* **Stated problem**
Answer these questions about the match report below:
(a) How many corners had the County given away in the first 12 minutes of the half?
(b) Who sent the tame lobbed centre that George Farm fielded?
(c) How many minutes were left when Mudie was fouled by a Derby half-back?

Johnston launched himself on to this never-too-compact Derby defence in a one-man raid afterwards, and far out on the right wing Mortensen won a corner which, when it was crossed from the flag, Webster fielded and cleared magnificently.

PERRY'S RAID

Blackpool's pressure was continuous.

Perry beat three men by lifting the ball past each of them in turn and chasing it in one raid, and Mudie, neatly hooking a pass over his own head, made position to win another corner, with the County's defence reeling backwards against this nonstop attack and a storm of sleet.

Kelly, hobbling in from one wing, headed a centre from the other high over the bar, and still on and on the pressure raged by this 10-man team as the sleet continued to fall and the sun to shine through it.

If Blackpool had been taking it at half-pace for half an hour, they were not taking it at anything except full pace now.

KELLY GOES OFF

So it still was one each with only 20 minutes left - and still Blackpool raided, even if there were signs that at last as the pace began to tell that the County front line was coming, however belatedly, out of its bondage.

Fifteen minutes were left, and one of the big chances of the match was rejected.

There was a long clearance into the Derby goal area. The ball sailed over Ken Oliver's head, left Mortensen all on his own. The Kop was shouting for a goal as the leader hit the ball wide of the far post, with young Webster all alone in front of him.

JOHNSTON THERE

But still one-way traffic on Derby goal.

The retreating County had surrendered four corners in the first 12 minutes of the half, and under Blackpool's unexpected hammer blows the County continued to go back.

A fifth corner came as Hugh Kelly at last accepted the inevitable and left the field.

Not that it made any difference to the one-way traffic on the County's goal.

The first time, in fact, that George Farm was in action at all in this half was after 20 minutes had gone, and then all he had to field was a tame lobbed centre from Ward.

Yet a goal would not come. Mortensen lashed the ball out of the mud and high over the bar after he had opened a raid with a pass to Mudie, who sent his partner racing away past the full-back as if Jack Parr were standing still.

There was everything in Blackpool's game except goals - tons of courage, good football (remarkably good on such a surface) - but no man to convert a scoring position.

Goal after Mortensen thunderbolt

Yet Stanley Mortensen soon atoned for this major error. Another five minutes had gone and 10 minutes only were left when Mudie was flagrantly fouled by a Derby half-back.

The Scot required attention before the game could begin again. When it began, it exploded into amazing action.

* **Data listing**
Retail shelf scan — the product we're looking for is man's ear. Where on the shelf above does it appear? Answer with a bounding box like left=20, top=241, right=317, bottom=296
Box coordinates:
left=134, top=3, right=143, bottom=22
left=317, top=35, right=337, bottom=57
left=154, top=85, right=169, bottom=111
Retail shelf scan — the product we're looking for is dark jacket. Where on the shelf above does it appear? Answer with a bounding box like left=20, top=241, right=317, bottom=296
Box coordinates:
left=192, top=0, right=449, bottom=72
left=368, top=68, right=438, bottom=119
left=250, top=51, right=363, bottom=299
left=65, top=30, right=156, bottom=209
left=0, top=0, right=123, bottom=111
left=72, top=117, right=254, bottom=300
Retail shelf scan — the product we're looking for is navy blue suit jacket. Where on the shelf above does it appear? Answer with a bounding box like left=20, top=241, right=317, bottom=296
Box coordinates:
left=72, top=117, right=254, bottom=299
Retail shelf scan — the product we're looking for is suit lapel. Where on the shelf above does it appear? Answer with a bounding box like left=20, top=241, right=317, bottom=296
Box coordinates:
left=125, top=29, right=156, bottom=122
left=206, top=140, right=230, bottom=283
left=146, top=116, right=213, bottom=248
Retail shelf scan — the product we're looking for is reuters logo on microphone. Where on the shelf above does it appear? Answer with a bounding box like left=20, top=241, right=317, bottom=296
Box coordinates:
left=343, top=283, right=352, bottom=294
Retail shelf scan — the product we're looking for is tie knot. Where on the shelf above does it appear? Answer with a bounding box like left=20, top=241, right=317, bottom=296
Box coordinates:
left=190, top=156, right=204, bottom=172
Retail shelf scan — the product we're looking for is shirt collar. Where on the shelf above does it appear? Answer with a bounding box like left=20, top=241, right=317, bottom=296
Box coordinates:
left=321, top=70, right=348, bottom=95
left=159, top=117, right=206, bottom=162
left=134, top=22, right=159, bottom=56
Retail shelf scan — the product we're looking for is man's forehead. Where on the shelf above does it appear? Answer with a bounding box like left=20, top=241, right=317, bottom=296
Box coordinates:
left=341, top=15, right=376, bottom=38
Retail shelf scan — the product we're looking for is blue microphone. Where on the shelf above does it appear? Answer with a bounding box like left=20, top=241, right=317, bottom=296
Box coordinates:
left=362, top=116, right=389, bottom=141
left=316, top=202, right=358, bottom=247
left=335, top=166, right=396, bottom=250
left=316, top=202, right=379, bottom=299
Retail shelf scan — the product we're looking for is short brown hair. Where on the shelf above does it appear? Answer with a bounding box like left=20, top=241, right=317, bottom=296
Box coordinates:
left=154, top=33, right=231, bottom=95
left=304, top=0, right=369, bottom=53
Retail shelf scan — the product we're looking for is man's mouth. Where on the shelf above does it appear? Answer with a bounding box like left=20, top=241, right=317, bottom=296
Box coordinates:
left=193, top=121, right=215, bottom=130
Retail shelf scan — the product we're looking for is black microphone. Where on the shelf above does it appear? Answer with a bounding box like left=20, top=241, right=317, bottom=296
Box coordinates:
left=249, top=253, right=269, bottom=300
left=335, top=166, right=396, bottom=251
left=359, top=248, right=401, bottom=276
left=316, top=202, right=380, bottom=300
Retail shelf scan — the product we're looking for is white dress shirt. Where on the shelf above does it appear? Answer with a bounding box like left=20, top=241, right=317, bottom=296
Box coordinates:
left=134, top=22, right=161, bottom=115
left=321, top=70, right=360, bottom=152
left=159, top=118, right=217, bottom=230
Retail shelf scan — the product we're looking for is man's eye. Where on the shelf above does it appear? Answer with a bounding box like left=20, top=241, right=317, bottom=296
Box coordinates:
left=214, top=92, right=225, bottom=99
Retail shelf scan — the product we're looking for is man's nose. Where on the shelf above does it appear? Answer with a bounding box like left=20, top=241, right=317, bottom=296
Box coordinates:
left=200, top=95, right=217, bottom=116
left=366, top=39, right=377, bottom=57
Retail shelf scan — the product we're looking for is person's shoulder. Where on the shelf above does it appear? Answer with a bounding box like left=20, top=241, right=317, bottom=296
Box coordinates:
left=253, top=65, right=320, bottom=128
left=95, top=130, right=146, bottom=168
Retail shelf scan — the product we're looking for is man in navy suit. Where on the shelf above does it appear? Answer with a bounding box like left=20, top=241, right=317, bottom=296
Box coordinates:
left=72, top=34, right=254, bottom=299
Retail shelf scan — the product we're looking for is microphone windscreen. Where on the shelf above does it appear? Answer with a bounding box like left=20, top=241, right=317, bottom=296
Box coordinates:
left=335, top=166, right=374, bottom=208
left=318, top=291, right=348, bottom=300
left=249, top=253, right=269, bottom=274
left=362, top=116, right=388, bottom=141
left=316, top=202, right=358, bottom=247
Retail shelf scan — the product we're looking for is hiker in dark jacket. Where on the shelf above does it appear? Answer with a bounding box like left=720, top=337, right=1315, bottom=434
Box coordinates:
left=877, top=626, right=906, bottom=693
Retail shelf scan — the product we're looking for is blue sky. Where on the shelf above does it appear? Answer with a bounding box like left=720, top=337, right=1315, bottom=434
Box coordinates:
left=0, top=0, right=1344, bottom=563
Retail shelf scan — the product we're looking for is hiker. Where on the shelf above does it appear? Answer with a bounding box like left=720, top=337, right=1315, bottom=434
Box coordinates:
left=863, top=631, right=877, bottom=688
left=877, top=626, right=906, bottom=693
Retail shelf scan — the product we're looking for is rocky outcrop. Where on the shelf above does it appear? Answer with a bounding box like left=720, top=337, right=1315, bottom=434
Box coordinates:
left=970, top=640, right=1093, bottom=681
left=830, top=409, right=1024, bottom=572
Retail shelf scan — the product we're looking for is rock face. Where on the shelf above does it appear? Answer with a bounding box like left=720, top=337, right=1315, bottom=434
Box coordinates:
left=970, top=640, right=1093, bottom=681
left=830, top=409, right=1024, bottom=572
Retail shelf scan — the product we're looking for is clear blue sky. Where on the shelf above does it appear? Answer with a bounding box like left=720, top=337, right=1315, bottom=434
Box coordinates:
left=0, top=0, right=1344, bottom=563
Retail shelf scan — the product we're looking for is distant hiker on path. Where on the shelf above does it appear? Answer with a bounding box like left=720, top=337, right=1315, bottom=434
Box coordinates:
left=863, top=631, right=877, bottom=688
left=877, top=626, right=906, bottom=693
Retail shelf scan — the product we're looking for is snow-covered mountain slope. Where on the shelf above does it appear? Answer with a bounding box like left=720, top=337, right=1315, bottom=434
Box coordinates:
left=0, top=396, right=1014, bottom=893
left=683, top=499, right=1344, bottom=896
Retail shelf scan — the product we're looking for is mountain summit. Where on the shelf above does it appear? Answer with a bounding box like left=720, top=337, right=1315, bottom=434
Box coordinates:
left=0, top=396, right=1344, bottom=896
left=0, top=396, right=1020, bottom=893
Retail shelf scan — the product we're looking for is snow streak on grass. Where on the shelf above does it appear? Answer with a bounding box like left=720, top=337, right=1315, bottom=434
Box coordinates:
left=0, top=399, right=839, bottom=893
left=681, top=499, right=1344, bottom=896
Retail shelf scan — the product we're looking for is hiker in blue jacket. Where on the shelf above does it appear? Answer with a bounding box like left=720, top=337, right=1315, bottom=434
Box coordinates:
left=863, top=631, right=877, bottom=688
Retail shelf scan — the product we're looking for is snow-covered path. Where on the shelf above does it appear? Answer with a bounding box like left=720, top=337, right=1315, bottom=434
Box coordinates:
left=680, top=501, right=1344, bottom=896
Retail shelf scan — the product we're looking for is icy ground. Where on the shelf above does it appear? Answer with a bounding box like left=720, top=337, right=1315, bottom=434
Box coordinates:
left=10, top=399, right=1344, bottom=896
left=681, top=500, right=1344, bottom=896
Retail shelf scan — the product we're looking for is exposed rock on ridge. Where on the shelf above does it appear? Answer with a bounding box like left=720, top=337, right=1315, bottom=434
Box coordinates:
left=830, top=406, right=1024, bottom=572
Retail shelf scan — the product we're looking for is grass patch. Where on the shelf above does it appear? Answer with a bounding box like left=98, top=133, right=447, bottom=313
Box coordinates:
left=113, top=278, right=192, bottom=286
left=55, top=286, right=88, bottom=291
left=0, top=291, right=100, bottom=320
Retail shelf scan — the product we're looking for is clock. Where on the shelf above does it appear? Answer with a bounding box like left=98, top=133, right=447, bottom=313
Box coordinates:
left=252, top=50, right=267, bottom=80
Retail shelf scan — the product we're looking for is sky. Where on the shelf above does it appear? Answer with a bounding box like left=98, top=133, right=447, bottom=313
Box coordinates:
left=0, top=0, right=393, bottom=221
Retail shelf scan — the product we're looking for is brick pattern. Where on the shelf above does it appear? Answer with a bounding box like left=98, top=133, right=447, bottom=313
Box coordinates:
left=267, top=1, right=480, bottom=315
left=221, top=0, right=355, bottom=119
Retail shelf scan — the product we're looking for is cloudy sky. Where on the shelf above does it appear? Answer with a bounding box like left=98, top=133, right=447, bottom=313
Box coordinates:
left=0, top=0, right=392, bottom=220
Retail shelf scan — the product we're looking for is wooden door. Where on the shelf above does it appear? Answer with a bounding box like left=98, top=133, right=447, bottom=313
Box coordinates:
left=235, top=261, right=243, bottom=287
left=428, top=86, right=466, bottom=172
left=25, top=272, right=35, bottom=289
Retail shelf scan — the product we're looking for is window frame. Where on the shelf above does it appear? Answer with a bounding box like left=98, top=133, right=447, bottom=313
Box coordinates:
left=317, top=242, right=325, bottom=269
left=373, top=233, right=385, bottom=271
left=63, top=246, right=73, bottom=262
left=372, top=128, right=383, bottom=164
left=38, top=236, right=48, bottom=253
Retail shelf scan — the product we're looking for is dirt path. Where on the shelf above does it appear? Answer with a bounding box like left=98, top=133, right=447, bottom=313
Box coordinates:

* **Worked solution**
(a) Four
(b) Ward
(c) 10 minutes